### Exercises
• a. According to the text on date stamps and Pentaho log archiving, why should old entries be moved out of the log table? Answer in one to three sentences.
• b. Extend the text on date stamps and Pentaho log archiving, picking up right after its final SQL statement.

Source file (datetime.java):

import java.text.SimpleDateFormat;
import java.util.Calendar;
public class datetime {
  public static void main(String[] args) {
    System.out.println(new SimpleDateFormat("yyyyMMdd_HHmmss")
          .format(Calendar.getInstance().getTime()));
  }
}

Compilation (you need JDK for this):

javac datatime.java

The code will be compiled into datatime.class.

Use in a batch file:

java datetime>logdate.txt
set /p STAMP=<logdate.txt
set LOG=C:\logs\%STAMP%.log
call Main.bat > %LOG%

Archiving Pentaho log table in SQL Server

Pentaho Data Integration displays only the last 50 log entries but anytime you open a transformation it has to read the whole log table. When the log table gets large, opening a transformation may take long time and PDI freezes for this time.

A solution is to archive old entries from the log table.

Create an archive table ETL_LOG_ARCHIVE with the structure identical to the structure of the log table ETL_LOG:

SELECT * INTO ETL_LOG_ARCHIVE FROM ETL_LOG WHERE 0=1

Move old rows from ETL_LOG to ETL_LOG_ARCHIVE:

DELETE FROM ETL_LOG
OUTPUT DELETED.* INTO ETL_LOG_ARCHIVE
WHERE ID_BATCH IN (
   SELECT ID_BATCH FROM 
   (
      SELECT 
         ID_BATCH, 
         ROW_NUMBER() OVER (
            PARTITION BY TRANSNAME 
            ORDER BY ID_BATCH DESC) RN 
         FROM ETL_LOG
   ) A
   WHERE RN > 50
) 
AND ID_BATCH NOT IN (
   SELECT MAX(ID_BATCH) 
   FROM ETL_LOG
   WHERE STATUS='end' 
   GROUP BY TRANSNAME
)

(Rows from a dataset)

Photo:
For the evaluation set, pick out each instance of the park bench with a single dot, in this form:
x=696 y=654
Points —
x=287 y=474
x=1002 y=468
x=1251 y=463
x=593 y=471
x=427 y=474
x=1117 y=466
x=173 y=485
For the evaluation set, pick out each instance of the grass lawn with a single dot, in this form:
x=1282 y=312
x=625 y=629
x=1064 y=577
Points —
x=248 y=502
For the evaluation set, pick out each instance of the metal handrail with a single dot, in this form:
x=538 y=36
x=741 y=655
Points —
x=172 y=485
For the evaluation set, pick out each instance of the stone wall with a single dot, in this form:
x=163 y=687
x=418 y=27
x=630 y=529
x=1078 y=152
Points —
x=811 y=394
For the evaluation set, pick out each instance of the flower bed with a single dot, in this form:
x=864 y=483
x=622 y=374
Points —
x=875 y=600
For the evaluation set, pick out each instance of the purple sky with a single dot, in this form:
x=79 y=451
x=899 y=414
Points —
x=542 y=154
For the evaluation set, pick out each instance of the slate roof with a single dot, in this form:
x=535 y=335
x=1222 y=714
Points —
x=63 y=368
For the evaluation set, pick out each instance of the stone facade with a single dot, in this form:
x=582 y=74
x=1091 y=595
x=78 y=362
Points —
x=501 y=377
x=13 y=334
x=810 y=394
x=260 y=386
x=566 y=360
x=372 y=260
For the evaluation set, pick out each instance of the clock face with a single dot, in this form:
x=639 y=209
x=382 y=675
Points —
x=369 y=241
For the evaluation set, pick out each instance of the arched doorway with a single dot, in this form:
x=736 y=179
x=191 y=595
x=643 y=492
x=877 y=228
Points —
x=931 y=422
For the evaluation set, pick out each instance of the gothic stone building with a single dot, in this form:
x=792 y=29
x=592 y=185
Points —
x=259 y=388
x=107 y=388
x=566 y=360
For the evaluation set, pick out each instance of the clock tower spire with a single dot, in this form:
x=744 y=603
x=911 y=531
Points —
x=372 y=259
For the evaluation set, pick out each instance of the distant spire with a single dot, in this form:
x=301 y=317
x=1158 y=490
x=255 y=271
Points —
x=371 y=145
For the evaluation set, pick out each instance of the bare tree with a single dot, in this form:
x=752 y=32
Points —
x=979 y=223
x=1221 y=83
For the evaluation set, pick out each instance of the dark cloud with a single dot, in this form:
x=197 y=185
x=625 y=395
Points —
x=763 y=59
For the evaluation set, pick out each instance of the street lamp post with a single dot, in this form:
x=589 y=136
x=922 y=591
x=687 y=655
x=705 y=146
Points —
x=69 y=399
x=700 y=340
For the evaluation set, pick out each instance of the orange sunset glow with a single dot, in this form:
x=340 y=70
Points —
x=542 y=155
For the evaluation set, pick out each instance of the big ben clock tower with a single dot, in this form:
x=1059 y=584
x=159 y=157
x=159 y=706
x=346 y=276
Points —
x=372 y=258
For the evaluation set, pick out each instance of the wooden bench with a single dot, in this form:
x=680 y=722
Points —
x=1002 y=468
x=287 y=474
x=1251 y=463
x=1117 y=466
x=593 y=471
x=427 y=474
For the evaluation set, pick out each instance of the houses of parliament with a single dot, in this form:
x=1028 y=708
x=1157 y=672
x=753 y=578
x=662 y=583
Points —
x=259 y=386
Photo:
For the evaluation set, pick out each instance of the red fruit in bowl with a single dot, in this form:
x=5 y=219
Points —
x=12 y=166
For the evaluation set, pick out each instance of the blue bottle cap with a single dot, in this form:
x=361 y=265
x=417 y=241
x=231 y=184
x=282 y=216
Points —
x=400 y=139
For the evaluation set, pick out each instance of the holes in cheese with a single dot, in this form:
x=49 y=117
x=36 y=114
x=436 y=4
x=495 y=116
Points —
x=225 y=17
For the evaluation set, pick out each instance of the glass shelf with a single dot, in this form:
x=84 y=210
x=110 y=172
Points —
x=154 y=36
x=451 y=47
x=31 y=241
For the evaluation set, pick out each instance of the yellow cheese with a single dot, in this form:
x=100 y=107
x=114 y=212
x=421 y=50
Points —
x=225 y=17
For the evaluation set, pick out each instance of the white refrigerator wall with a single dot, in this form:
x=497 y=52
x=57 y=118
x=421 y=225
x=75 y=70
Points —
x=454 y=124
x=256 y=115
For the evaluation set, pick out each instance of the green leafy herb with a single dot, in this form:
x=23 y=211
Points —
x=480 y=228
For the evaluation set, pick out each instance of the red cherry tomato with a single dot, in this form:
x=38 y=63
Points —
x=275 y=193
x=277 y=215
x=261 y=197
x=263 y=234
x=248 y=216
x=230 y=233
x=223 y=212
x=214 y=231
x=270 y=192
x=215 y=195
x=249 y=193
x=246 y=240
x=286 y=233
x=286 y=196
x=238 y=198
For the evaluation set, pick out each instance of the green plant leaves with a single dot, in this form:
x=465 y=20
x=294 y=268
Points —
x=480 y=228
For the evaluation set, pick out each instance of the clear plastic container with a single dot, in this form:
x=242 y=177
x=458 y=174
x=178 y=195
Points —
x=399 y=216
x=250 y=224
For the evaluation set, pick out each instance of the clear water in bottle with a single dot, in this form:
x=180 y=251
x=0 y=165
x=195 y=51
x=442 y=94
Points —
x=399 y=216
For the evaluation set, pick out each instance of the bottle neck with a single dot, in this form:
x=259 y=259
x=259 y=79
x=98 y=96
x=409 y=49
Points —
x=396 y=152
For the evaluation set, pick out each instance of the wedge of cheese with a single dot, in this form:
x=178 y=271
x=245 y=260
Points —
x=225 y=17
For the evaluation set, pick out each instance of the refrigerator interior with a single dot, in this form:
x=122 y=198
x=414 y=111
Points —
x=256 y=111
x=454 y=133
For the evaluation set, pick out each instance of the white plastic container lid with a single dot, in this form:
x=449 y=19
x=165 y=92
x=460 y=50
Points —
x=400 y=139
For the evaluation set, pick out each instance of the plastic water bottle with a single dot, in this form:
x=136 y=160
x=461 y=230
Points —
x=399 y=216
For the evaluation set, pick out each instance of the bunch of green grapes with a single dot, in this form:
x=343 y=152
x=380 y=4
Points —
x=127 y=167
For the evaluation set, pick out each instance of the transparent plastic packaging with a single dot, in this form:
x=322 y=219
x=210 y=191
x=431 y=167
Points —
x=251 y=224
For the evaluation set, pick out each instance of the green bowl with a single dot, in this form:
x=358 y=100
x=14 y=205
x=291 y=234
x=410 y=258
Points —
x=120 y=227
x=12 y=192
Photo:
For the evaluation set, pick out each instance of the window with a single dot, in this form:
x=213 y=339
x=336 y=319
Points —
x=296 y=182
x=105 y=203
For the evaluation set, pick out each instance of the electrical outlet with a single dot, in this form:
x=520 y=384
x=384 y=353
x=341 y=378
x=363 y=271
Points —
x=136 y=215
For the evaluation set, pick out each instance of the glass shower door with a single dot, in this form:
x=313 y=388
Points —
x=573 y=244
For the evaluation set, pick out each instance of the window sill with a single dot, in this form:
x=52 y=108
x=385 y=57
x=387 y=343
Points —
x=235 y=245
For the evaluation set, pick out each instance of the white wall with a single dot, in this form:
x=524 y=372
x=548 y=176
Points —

### Set of answers
• a. Pentaho Data Integration shows only the last 50 log entries, but it reads the entire log table every time a transformation is opened. Once the table grows large, opening a transformation can take a long time, and PDI freezes during that time. Archiving old entries keeps the table small.

• b.
We want to keep the last 50 rows for each transformation. But also we need to keep the last successful execution for each transformation. Otherwise there might be a problem with incremental load if a transformation has been failing more than 50 times.

Removing time part of a date fails in Kettle

1 Reply

Might be an interesting info.

I encountered an error running a Pentaho Data Integration transformation. After simplification I got this:

Generate Row creates one row with the date field DATETIME=1981-01-01. Calculator calculates field DATE using operation “Remove time from a date”. And this trivial transformation failed with a weird error:

Unexpected error : 
java.lang.IllegalArgumentException: MINUTE
	at java.util.GregorianCalendar.computeTime(Unknown Source)
	at java.util.Calendar.updateTime(Unknown Source)
	at java.util.Calendar.getTimeInMillis(Unknown Source)
	at java.util.Calendar.getTime(Unknown Source)
	at org.pentaho.di.core.Const.removeTimeFromDate(Const.java:1958)
	at org.pentaho.di.core.row.ValueDataUtil.removeTimeFromDate(ValueDataUtil.java:628)
	at org.pentaho.di.trans.steps.calculator.Calculator.calcFields(Calculator.java:476)
	at org.pentaho.di.trans.steps.calculator.Calculator.processRow(Calculator.java:165)
	at org.pentaho.di.trans.step.BaseStep.runStepThread(BaseStep.java:2889)
	at org.pentaho.di.trans.steps.calculator.Calculator.run(Calculator.java:626)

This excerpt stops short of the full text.